Segment Start: Text section

Across the world, food consumption patterns require undergoing vast changes if we are to create a climate-friendly food industry. With livestock and factory farming blamed as a significant contributors to global warming carbon emissions and overfishing leading to the depletion of viable stocks, another source of protein is viewed as a necessary. There are many cultures who include insects as part of their diet. Increasingly, that option is seen as a partial solution for a sustainable food economy. Insects have been highlighted as a 'green' alternative to meat protein, as they require less water and land, and produce fewer greenhouse gas emissions.
Currently, the rearing of livestock accounts for around 14.5 per cent of global greenhouse gas emissions, according to the UN’s Food and Agricultural Organization . The production of red meat is particularly polluting. The main reason for this is because cows and sheep are “ruminants” – meaning they belch out large amounts of the greenhouse gas methane when digesting food. In addition, livestock production requires large amounts of forested land to be cleared to create space for grazing cattle or to grow animal feed, which causes further greenhouse gas emissions to be released. For every kilogram of meat they produce, cows and sheep require around eight kilograms of grains, pigs require about four kilograms and chickens need 1.6 kilograms. Growing that much grain requires intensive use of land and water.

Segment End: Text section
Segment Start: Supplied information

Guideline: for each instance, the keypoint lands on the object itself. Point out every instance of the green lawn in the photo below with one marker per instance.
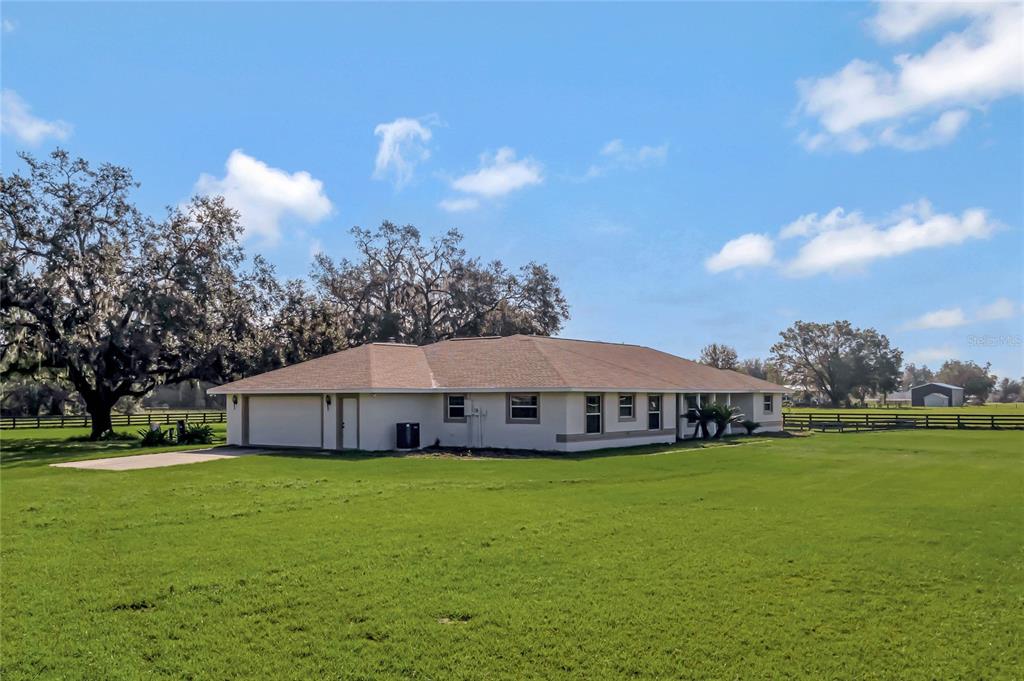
(989, 408)
(870, 555)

Segment End: Supplied information

* [Problem statement]
Answer these questions from the text on food and emissions.
(a) Insects need less of which two resources than meat protein does?
(b) What share of global greenhouse gas emissions comes from rearing livestock, according to the UN's Food and Agricultural Organization?
(c) How many kilograms of grain do pigs need for every kilogram of meat they produce?

* [Result of this exercise]
(a) Water and land.
(b) Around 14.5 per cent.
(c) About four kilograms.